The exercise
Copy all of the rows below unchanged, except swap every "padding" for "margin".

——

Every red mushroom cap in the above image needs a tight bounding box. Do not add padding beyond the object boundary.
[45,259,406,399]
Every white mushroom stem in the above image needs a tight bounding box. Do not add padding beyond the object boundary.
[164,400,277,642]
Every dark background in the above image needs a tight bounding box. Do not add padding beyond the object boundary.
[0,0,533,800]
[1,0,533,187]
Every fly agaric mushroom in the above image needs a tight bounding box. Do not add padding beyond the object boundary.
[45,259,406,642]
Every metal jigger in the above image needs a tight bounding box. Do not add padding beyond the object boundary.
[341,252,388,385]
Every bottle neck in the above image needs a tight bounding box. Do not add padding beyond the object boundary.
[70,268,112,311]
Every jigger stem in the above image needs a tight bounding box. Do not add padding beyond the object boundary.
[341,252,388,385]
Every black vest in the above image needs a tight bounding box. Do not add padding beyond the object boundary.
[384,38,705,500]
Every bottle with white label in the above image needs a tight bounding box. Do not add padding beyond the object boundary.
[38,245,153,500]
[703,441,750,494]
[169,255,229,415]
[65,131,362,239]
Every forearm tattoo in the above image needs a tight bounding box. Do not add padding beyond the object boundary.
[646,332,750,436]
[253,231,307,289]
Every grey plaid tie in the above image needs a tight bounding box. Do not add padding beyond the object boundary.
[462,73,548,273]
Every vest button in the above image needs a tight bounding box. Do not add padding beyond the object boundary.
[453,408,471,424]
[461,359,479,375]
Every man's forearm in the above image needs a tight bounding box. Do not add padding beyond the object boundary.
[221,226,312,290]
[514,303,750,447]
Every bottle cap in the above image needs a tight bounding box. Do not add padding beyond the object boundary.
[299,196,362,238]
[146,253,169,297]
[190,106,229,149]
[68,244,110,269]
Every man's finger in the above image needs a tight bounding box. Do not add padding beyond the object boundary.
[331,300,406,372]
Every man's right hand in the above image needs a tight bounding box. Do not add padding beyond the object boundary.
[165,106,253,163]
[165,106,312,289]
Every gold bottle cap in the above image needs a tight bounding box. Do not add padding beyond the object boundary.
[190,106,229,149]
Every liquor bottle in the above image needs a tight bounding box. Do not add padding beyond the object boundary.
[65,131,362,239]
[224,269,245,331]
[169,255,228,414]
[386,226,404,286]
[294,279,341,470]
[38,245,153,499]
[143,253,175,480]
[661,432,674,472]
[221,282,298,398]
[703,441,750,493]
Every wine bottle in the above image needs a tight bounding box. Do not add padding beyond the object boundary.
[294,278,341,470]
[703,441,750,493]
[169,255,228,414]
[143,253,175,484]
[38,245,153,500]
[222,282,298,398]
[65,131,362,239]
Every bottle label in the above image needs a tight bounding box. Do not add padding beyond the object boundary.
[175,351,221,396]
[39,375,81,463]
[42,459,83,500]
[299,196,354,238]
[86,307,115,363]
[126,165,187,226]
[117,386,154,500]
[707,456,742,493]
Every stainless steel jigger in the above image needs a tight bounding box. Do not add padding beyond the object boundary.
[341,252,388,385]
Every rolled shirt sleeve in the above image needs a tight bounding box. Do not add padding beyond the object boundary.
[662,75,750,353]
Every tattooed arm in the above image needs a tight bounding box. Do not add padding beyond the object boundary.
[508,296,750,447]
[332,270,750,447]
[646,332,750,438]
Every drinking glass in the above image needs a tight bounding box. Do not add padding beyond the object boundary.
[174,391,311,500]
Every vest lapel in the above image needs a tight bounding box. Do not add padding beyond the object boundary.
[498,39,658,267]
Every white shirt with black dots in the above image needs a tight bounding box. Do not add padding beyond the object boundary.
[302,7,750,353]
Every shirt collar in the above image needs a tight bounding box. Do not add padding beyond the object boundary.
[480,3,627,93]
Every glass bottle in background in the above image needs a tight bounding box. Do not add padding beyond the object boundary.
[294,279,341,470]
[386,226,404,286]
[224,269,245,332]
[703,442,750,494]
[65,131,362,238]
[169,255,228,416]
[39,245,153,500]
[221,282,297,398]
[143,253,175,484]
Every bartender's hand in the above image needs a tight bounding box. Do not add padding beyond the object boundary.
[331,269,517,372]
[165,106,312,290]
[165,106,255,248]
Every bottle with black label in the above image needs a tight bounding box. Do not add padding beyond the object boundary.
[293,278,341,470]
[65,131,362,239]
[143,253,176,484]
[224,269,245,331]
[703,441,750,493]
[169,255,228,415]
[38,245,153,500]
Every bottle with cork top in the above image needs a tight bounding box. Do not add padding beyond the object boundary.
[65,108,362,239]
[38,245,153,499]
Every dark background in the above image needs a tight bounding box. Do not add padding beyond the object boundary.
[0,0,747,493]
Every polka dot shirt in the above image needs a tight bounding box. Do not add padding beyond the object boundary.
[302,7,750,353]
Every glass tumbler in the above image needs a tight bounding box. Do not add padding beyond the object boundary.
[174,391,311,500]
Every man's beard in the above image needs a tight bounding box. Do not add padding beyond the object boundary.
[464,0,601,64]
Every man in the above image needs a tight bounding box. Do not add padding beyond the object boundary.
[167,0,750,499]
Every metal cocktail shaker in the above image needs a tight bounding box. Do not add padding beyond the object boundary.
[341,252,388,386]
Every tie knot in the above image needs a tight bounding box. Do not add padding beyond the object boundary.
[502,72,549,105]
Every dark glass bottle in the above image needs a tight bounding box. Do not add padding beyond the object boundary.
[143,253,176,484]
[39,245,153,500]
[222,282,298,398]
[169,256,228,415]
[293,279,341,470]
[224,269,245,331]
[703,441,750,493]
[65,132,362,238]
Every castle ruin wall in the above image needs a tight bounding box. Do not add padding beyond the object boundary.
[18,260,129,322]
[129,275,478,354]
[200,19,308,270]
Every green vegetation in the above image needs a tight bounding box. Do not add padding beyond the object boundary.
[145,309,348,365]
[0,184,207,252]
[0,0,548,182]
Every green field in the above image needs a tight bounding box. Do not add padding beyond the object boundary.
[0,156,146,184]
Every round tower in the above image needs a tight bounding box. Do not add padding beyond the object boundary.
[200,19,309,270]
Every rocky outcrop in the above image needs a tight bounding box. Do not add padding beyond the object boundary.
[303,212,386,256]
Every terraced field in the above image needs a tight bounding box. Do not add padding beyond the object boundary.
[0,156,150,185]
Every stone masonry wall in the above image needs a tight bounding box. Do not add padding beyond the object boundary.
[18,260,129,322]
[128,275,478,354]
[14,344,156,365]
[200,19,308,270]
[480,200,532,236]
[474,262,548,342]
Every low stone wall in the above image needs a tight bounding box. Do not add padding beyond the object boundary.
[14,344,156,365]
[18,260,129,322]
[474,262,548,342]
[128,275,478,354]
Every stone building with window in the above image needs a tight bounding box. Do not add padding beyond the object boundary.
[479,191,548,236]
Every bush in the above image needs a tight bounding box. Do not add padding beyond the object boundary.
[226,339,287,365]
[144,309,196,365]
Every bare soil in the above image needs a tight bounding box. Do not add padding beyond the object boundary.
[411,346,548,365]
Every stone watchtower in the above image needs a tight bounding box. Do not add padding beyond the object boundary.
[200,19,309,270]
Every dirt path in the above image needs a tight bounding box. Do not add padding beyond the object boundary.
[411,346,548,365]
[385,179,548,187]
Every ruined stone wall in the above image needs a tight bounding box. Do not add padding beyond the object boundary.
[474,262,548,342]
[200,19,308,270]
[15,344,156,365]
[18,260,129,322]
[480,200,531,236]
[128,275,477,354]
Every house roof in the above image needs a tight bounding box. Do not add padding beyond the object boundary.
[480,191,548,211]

——

Right answer
Every red mushroom cap in the above image needs a tight bounding box. Do not add margin beyond the object boundary.
[45,259,406,399]
Every white mushroom stem in the above image needs a tight bounding box. Do not add margin beyond the object boundary.
[164,400,277,642]
Every dark background in the above image needs a tight bounding box. Do not add margin beyond the object boundary.
[0,0,533,800]
[1,0,533,187]
Every fly agaric mushroom in the above image needs a tight bounding box. Do not add margin beyond the object boundary.
[45,259,406,642]
Every metal jigger in the above image needs a tight bounding box. Do not add margin beyond the object boundary.
[341,252,388,385]
Every bottle neck in the above image needs a tight bounding box. Do not add margin beyond the object boundary.
[70,268,112,311]
Every jigger stem in the above image needs a tight bounding box. Do not add margin beyond the object boundary.
[341,252,388,385]
Every black vest in the above image needs a tight bounding box. Do not add margin beyond the object boundary.
[384,38,705,500]
Every bottle with white label in the above image needs a tight bounding box. Do not add margin beyond the object boundary.
[38,245,153,500]
[703,441,750,494]
[169,255,229,415]
[65,131,362,239]
Every forearm tattoo in the above image needs a tight bounding box. Do not add margin beyond the object boundary.
[646,332,750,436]
[253,231,307,289]
Every grey plaid tie in the above image needs a tight bounding box. Do not add margin beyond the object boundary.
[462,73,548,273]
Every vest button in the above image needs a tight bounding box. Do not add margin beyond the object boundary.
[453,408,471,424]
[461,359,479,375]
Every man's forearm in the above image needs a tight bounding box. Do not add margin beyond the object boundary.
[221,226,312,290]
[514,303,750,447]
Every bottle cap in the above image needs a tight bounding box. Do not add margin beyond the object boundary.
[299,196,362,238]
[146,253,169,297]
[190,106,229,149]
[68,244,110,269]
Every man's finger in the above image needs a tight bounding box. Do not add margin beyond the object boundary.
[331,300,406,372]
Every man's right hand in the above image needs a tight bounding box. Do not add margin beyond the object boundary.
[165,106,253,163]
[165,106,312,289]
Every gold bottle cap in the above image needs a tight bounding box. Do not add margin beyond the object boundary.
[190,106,229,149]
Every liquor bottle in the above image needs a tight bounding box. Do not add margin beyond the object boundary.
[65,131,362,239]
[224,269,245,331]
[169,255,228,414]
[386,226,404,286]
[294,279,341,470]
[38,245,153,499]
[143,253,175,480]
[661,432,674,472]
[221,282,298,398]
[703,441,750,493]
Every wine bottle in the above image needs a tight bounding box. Do not add margin beyond the object boundary.
[294,278,341,470]
[703,441,750,493]
[169,255,228,414]
[143,253,175,484]
[38,245,153,500]
[222,282,298,398]
[65,131,362,239]
Every bottle label in the above image needs a tight bounding box. Do not add margin beyond the object boundary.
[175,351,221,396]
[39,375,81,463]
[42,459,83,500]
[299,196,354,238]
[86,307,115,363]
[126,165,187,226]
[117,386,154,500]
[707,456,742,493]
Every stainless steel jigger in the above image needs a tight bounding box. Do not add margin beyond the object boundary.
[341,252,388,385]
Every rolled shirt sleeve in the above image needs a tight bounding box. Do not add margin beyond the object boundary.
[662,75,750,353]
Every tattooed arm in the above image needs a tight bounding box. Do not add margin beyond the object boundary.
[508,296,750,447]
[332,270,750,447]
[646,332,750,438]
Every drinking glass in the above image needs a tight bounding box. Do not add margin beyond the object boundary.
[174,391,311,500]
Every vest lapel in the above image needs a tight bounding box. Do not add margin beyond the object boundary.
[498,39,658,267]
Every white shirt with black dots in the above image needs a tight bounding box. Do not add margin beyond the object boundary.
[302,7,750,353]
Every shirt collar in the above image needs a tight bounding box. Do not add margin beyond the object boundary.
[480,3,627,93]
Every glass bottle in background in the above image needs a tight bounding box. Do not add margin beyond the object boundary.
[294,279,341,470]
[386,226,404,286]
[224,269,245,332]
[703,442,750,494]
[65,131,362,238]
[169,255,228,416]
[39,245,153,500]
[221,282,297,398]
[143,253,175,484]
Every bartender's hand in the above image needs a tight bounding box. Do not add margin beyond the object boundary.
[331,269,517,372]
[165,106,312,290]
[165,106,255,248]
Every bottle with black label in the above image needs a tight bounding box. Do not add margin beyond the object boundary.
[293,278,341,470]
[65,131,362,239]
[143,253,176,484]
[224,269,245,331]
[703,441,750,493]
[169,255,228,415]
[38,245,153,500]
Every bottle with cork top in the above image needs a tight bounding box. Do not add margin beyond the object boundary.
[65,108,362,239]
[38,245,153,499]
Every dark background in the above image needs a tight bounding box. Do not add margin beyond the object boundary.
[0,0,747,493]
Every polka dot shirt in the above image needs a tight bounding box. Do not add margin beyond the object boundary.
[302,7,750,353]
Every glass tumbler in the above image needs a tight bounding box. Do not add margin beyond the object boundary.
[174,391,311,500]
Every man's beard in the above image needs a tight bounding box. Do not add margin beyond the object boundary.
[464,0,601,64]
Every man in the above image needs a tight bounding box. Do not add margin beyond the object boundary.
[167,0,750,499]
Every metal cocktail shaker in the above image needs a tight bounding box. Do not add margin beyond the object boundary.
[341,252,388,386]
Every tie knot in the above image needs a tight bounding box. Do not add margin beyond the object boundary.
[502,72,549,105]
Every dark glass bottle in the above image needs a tight bounding box. Do not add margin beyond the object boundary.
[143,253,176,484]
[39,245,153,500]
[222,282,298,398]
[169,256,228,415]
[293,279,341,470]
[224,269,245,331]
[703,441,750,493]
[65,132,362,238]
Every castle ruin wall in the above image needs a tight bounding box. Do not add margin beyond the object boundary.
[18,260,129,322]
[129,275,478,354]
[200,19,308,270]
Every green vegetation in the above image needs a tight bounding box. Do not add margin beyond the object boundary.
[145,309,348,365]
[0,184,207,252]
[0,0,548,182]
Every green field in the above image needs a tight bounding box. Do not add margin beyond the object boundary.
[0,156,146,184]
Every round tower in the above image needs a tight bounding box. Do not add margin beyond the object boundary.
[200,19,309,270]
Every rocky outcrop in the above image needs a tight bounding box. Do not add margin beyond the object boundary.
[303,212,386,256]
Every terraced field in the above image needs a tight bounding box. Do not add margin beyond the object boundary.
[0,156,150,185]
Every stone masonry wall in the above image needs a tight bounding box. Do not add margin beyond the object boundary.
[18,260,129,322]
[128,275,478,354]
[14,344,156,365]
[200,19,308,270]
[480,200,532,236]
[474,262,548,342]
Every low stone wall in the above image needs a tight bounding box. Do not add margin beyond the object boundary.
[14,344,156,365]
[18,260,129,322]
[474,262,548,342]
[128,275,478,354]
Every stone building with window in the above image needs a tight bounding box. Do not add margin beyond the object boundary.
[479,191,548,236]
Every bush in the above image needs a tight bounding box. Do not add margin beyond the object boundary.
[226,339,287,365]
[144,309,196,365]
Every bare soil in the above image needs a tight bounding box. Do not add margin beyond the object boundary.
[411,346,548,365]
Every stone watchtower in the above image needs a tight bounding box. Do not add margin beyond the object boundary.
[200,19,309,270]
Every dirt path in the above image needs a tight bounding box. Do not add margin beyond the object boundary.
[411,346,548,365]
[385,179,548,187]
Every ruined stone wall in the above image needs a tight bounding box. Do not add margin beyond the object boundary.
[474,262,548,342]
[200,19,308,270]
[15,344,156,365]
[18,260,129,322]
[480,200,531,236]
[128,275,477,354]
Every house roof in the above image needs a tight bounding box. Do not add margin beyond the object boundary.
[480,191,548,211]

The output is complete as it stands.